Third Example Implementation
Performance Monitoring of Multiple Computer Systems
[0102] The third example implementation illustrates changing
monitoring conditions upon element failure across multiple computer
systems.
[0103] FIG. 20 illustrates an example of a system configuration of
the third example implementation. The system configuration includes
multiple Computer Systems 10, Management Network 700, Management
Server 500, and Storage Volume Replication 820. Each Computer
System 10 includes a server 200, server LAN port 210, server SAN
(Storage Area Network) port 220, SAN switch 300, SAN switch port
310, storage system 400, storage port 410, and storage volume
420.
[0104] In this third example implementation, each computer system
has two SAN switches 300 (e.g., "SAN Switch 1", "SAN Switch 2"),
two servers 200 (e.g., "Server 1", "Server 2"), and one storage
system for each computer systems 400 (e.g., "Storage System 1" for
"Computer System 1", "Storage System 2" for "Computer System 2").
Each server 200 has two LAN switch ports 210 and two SAN switch
ports 220. Each server 200 is also connected to two SAN switches
via SAN switch ports 220 to improve redundancy. The storage volumes
420 (e.g., "Volume 1" and "Volume 2") on both storage systems are
configured as volume replication to improve volume redundancy. The
storage ports `3` of "Storage System 1" and "Storage System 2" are
connected each other and configured to transmit replication data
between storage systems. "SAN Switch 1" is connected to "SAN Switch
3", and "SAN Switch 2" is connected to "SAN Switch 4". This
connectivity allows Server 200 to access storage volume 420 of
storage system 400 across different computer systems 10.

Material provided ▸
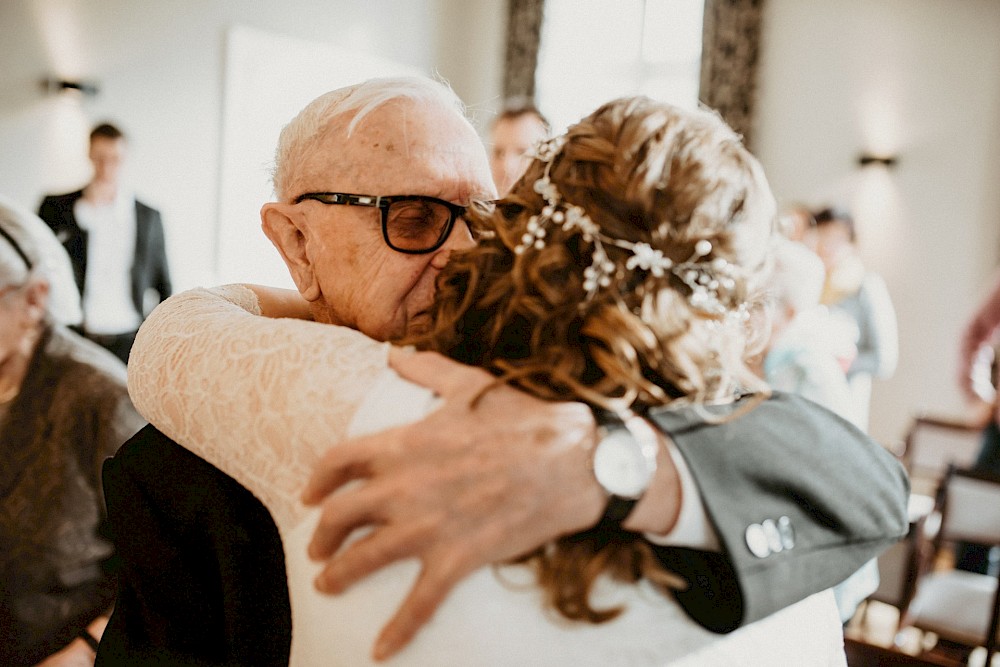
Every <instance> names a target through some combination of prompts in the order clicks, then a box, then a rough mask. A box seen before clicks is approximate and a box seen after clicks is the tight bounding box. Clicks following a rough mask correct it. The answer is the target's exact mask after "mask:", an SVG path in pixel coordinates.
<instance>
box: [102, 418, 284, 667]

Directive A ▸
In the passage on monitoring multiple computer systems, explain why each server is connected to two SAN switches.
Directive B ▸
Write out the stretch from "Each server 200 has" through "computer systems 10." in the passage on monitoring multiple computer systems.

Exercise answer A ▸
Each server is connected to two SAN switches through its SAN switch ports to improve redundancy.

Exercise answer B ▸
Each server 200 has two LAN switch ports 210 and two SAN switch
ports 220. Each server 200 is also connected to two SAN switches
via SAN switch ports 220 to improve redundancy. The storage volumes
420 (e.g., "Volume 1" and "Volume 2") on both storage systems are
configured as volume replication to improve volume redundancy. The
storage ports `3` of "Storage System 1" and "Storage System 2" are
connected each other and configured to transmit replication data
between storage systems. "SAN Switch 1" is connected to "SAN Switch
3", and "SAN Switch 2" is connected to "SAN Switch 4". This
connectivity allows Server 200 to access storage volume 420 of
storage system 400 across different computer systems 10.